- _Required task_:
Reproduce every one of the entries that follow word for word, leaving out the pictures.

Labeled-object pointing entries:
■ ■ ■
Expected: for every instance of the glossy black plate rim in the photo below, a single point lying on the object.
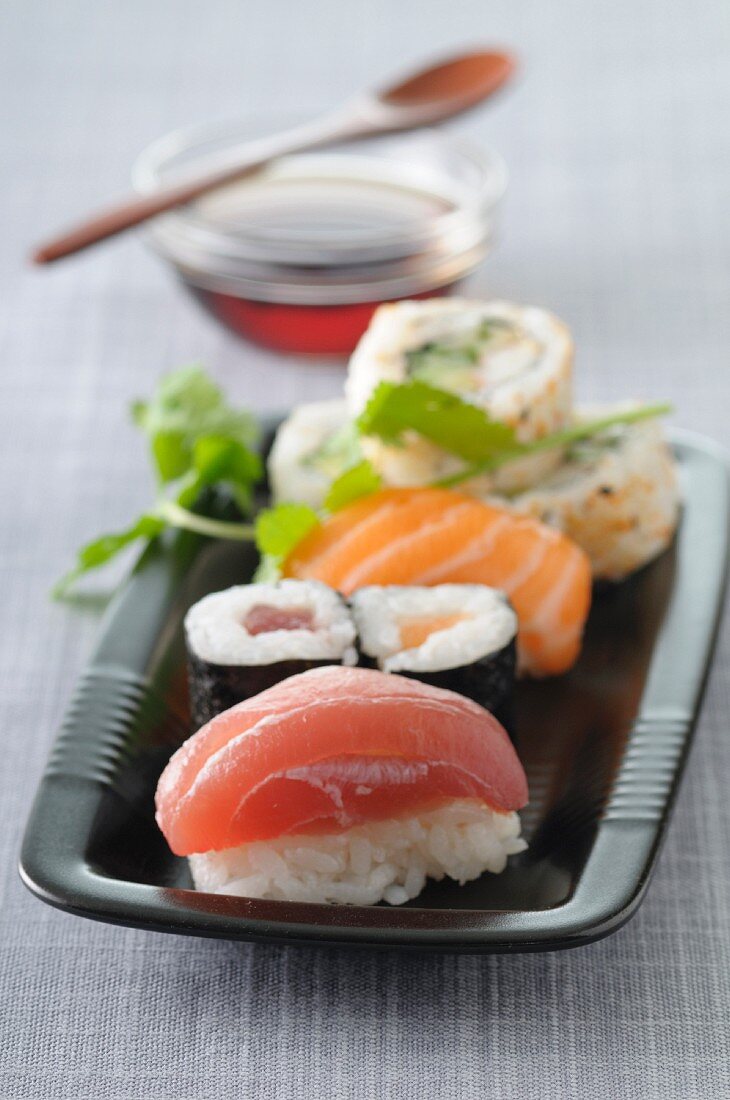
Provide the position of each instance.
(53, 862)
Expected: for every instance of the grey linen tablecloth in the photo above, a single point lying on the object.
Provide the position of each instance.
(617, 218)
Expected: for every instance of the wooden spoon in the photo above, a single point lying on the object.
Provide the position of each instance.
(426, 97)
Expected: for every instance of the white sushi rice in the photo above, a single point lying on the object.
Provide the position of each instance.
(523, 378)
(616, 495)
(216, 633)
(295, 471)
(387, 860)
(379, 609)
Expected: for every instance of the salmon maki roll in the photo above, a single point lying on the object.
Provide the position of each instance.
(343, 785)
(430, 536)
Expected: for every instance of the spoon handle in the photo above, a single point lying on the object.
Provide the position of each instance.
(249, 160)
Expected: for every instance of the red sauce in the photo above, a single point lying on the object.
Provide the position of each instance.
(263, 619)
(332, 330)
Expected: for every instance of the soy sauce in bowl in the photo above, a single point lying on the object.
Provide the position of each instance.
(298, 256)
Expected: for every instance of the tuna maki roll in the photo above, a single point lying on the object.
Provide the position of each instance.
(461, 637)
(247, 638)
■ ■ ■
- _Written reply_:
Expected: for every instance of the glossy black plate rim in the photo below, a single point lying on the object.
Provide the position of each instance.
(53, 862)
Expected: for every instance of the grey linen tablecloth in the photo above, a single point lying on the object.
Provide the position of each instance.
(617, 218)
Expected: for every instance of the wooden spoon in the photo above, a single point lying on the object.
Provide the position of each instance.
(426, 97)
Expected: for every instance of the white sushi rice in the photo above, a single point lying on the object.
Provide the position of each instance.
(523, 378)
(616, 495)
(216, 633)
(295, 471)
(387, 860)
(379, 609)
Expected: for every instance of the salmon maki roll in the photo above, a single point lying on the object.
Provide the position of each instance.
(343, 785)
(430, 536)
Expected: for every instance of the spoon handle in the photo above, a single point lying on the object.
Provide the position of each instance.
(249, 160)
Expected: for every instance of the red sauce in the photo above, a single point lying on the object.
Provide the position of each instance.
(263, 619)
(332, 330)
Expected: for every instance of the soy sauce in bowl in the photo above, a single point lying on the object.
Provide the position of each instance.
(298, 256)
Expected: for every instance of the tuna maki roll in the photo above, a single point lying on the object.
Provide the position of each instance.
(461, 637)
(247, 638)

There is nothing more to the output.